**Tarefa escrita A**
Reescreva de forma mais concisa o parágrafo do texto fornecido que começa com "Toda a existência cresceu", mantendo seus fatos principais.
**Tarefa escrita B**
Liste todas as aves mencionadas no texto fornecido.
**Tarefa escrita C**
Transcreva do texto fornecido o trecho que vai de "Apesar de não" até "imutável operação matemática.", incluindo estas últimas palavras.

É possível crescer em várias direções; para o alto buscando o céu, para o lado espalhando galhos que são braços,
que protegem e abraçam de maneira carinhosa e acolhedora, para baixo fincando fortes raízes que se firmam dando
suporte a tudo aquilo que está acima da terra e abaixo do céu (ou além dele), à vista dos olhos, ao alcance do olfato
apurado capaz de distinguir cheiro de chuva molhada, de fruto maduro, de flor desabrochando; ouvidos afinados que
ouvem o canto do sabiá, do bem-te-vi e do beija-flor que plana no ar, leve como os pensamentos inocentes e puros
das crianças.
Toda a existência cresceu dentro daquilo que era esperado, proporcionando segurança, proteção, aconchego, alegria
e sombra sob a qual repousaram corpos cansados e mentes sonhadoras que ali, a seus pés, arquitetaram idéias,
sonhos que ganharam o mundo em cada tentativa desafiadora ou conquista obtida.
Teve espinhos que cutucaram (é para isto que servem, para desinquietarem, despertarem) cumprindo seu papel, mas
também teve em si anjos que abençoaram, braços e abraços repletos de ternura e de alegria com os balanços das
crianças que sustentou fortemente.
Apesar de não ser mais criança, alimentou a dúvida e o questionamento que é a mola propulsora de quem não se
conforma com as frases feitas, os cenários estanques, os sentimentos enquadrados em moldes pré-determinados e
com o futuro sendo resultado de uma imutável operação matemática.
A experimentação, o desafio do novo significa a janela que mostra novos horizontes e o caminho para experimentar
novos modos de vida, que poderão até não se constituírem naquilo que é esperado, ou no vislumbrado, mas que
servirão para mostrar o que vale a pena. Nesta etapa do percurso surgem as dúvidas, as incertezas, face à
internalização dos conceitos que constituíram o sujeito e a vontade de arriscar-se para descobrir novos ensinamentos,
novas finalidades, não ignorando durante a trajetória a presença constante de um superego controlador ou a culpa por
abandonar velhos paradigmas que representam ensinamentos aprendidos como dogmas, mas que nos dias de hoje já
não possuem o mesmo significado.

**Informações exibidas**
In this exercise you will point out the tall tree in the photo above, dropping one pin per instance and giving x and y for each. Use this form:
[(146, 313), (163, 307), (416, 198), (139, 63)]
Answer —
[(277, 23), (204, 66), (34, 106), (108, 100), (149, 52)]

**Resposta da tarefa A**
Toda a existência cresceu como se esperava e ofereceu segurança, proteção, aconchego, alegria e sombra. Sob essa sombra, corpos cansados repousaram e mentes sonhadoras conceberam idéias e sonhos que ganharam o mundo a cada tentativa desafiadora ou conquista obtida.

**Resposta da tarefa B**
- sabiá
- bem-te-vi
- beija-flor

**Resposta da tarefa C**
Apesar de não ser mais criança, alimentou a dúvida e o questionamento que é a mola propulsora de quem não se
conforma com as frases feitas, os cenários estanques, os sentimentos enquadrados em moldes pré-determinados e
com o futuro sendo resultado de uma imutável operação matemática.